### Task directions
Exclude any images and output the remaining records exactly.

-- Data records start --

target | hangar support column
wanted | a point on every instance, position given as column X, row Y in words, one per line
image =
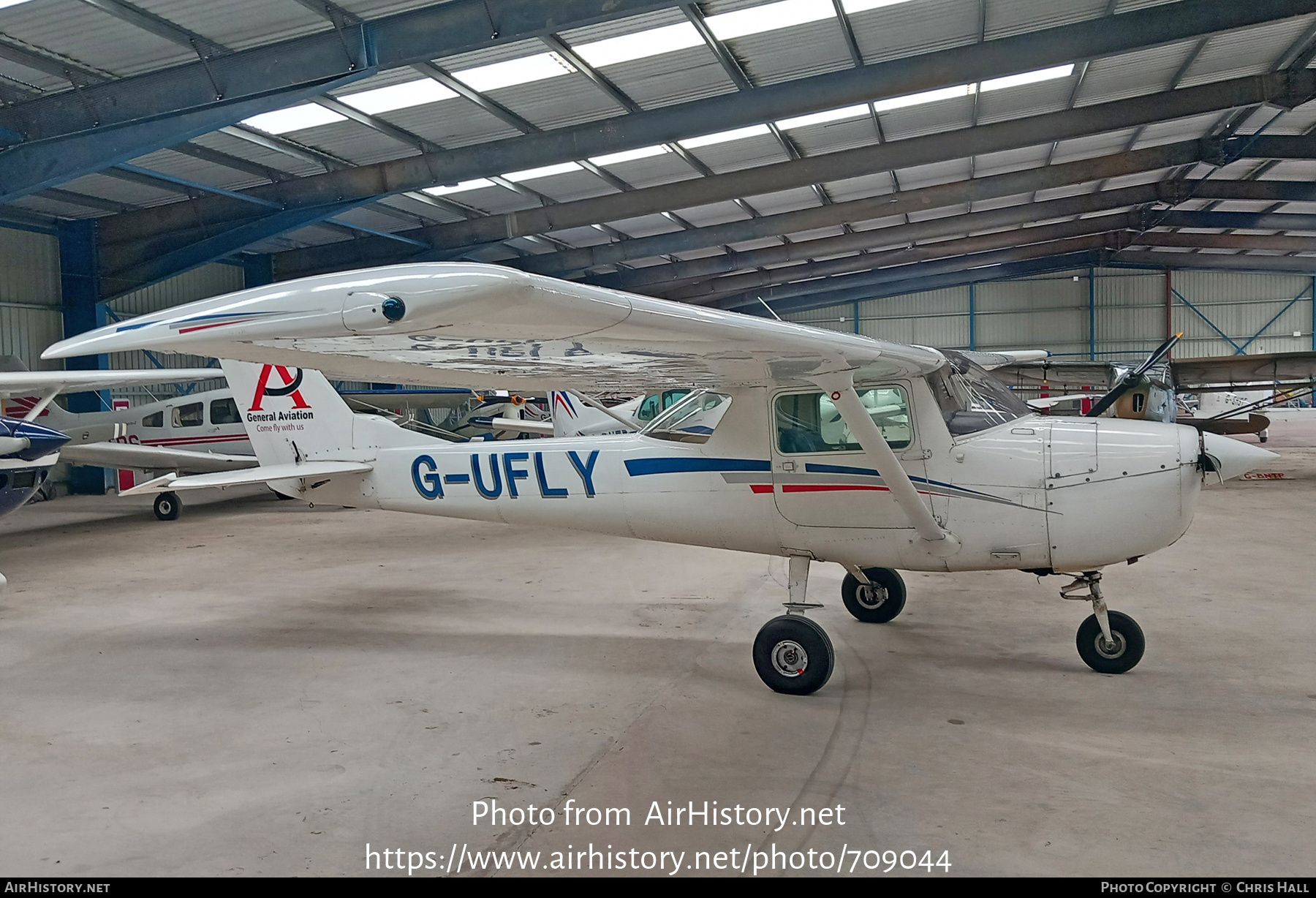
column 79, row 291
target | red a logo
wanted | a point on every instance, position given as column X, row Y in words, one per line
column 291, row 388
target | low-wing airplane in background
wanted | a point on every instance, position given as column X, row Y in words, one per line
column 29, row 448
column 811, row 444
column 1232, row 390
column 190, row 434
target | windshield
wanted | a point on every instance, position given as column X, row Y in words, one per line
column 970, row 398
column 692, row 419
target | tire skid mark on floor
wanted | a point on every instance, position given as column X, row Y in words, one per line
column 832, row 772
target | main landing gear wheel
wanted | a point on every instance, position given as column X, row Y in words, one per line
column 167, row 506
column 1122, row 653
column 878, row 600
column 793, row 654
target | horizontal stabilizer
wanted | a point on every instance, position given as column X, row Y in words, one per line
column 519, row 426
column 263, row 475
column 124, row 455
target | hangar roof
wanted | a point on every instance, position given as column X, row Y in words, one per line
column 803, row 151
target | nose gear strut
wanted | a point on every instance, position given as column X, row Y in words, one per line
column 1108, row 641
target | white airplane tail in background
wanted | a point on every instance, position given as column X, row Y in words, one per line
column 291, row 414
column 303, row 434
column 572, row 418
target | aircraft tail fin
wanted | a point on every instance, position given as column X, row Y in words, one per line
column 572, row 418
column 294, row 415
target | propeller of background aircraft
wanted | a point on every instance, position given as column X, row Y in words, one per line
column 1133, row 377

-- Data records end --

### Solution to the exercise
target | hangar support column
wanted | a point on every instance, position given as column X, row Y in words, one per line
image =
column 79, row 291
target | red a logo
wanted | a point on every instance, position given as column X, row Y in words, one per line
column 291, row 388
target | low-wing airplane in background
wanted | a point on every instance, position given as column X, row Y in words, one per line
column 29, row 448
column 811, row 444
column 1232, row 390
column 190, row 434
target | windshield
wanted | a point on every instance, position given as column X, row Y in words, one per line
column 970, row 398
column 692, row 419
target | tire skid mark on floor
wanted | a point on every instance, position given as column X, row Y in words, one per line
column 832, row 772
target | main landing gear wheel
wanted | a point on every instance, position given as column X, row Y in words, one per line
column 167, row 506
column 1122, row 653
column 878, row 600
column 793, row 654
target | horizontal stabilizer
wanted | a point on every instance, position given as column X, row Y in words, one per line
column 519, row 426
column 263, row 475
column 124, row 455
target | hangar roof
wanted | a point on every instance, position given as column X, row Y in words, one per line
column 803, row 151
target | nose gear strut
wanted | a point on every instance, position given as column X, row Y in words, one per line
column 1108, row 641
target | white airplane tail in background
wanted | a point on every instance, position given as column X, row Y in words, one per line
column 291, row 414
column 303, row 434
column 572, row 418
target | aircraft tail fin
wanted | a point on every instance, position given as column X, row Y in words, one per line
column 572, row 418
column 294, row 415
target | propeller of background aircraft
wanted | a point on every instance, position given as column X, row Y in words, one per line
column 1133, row 377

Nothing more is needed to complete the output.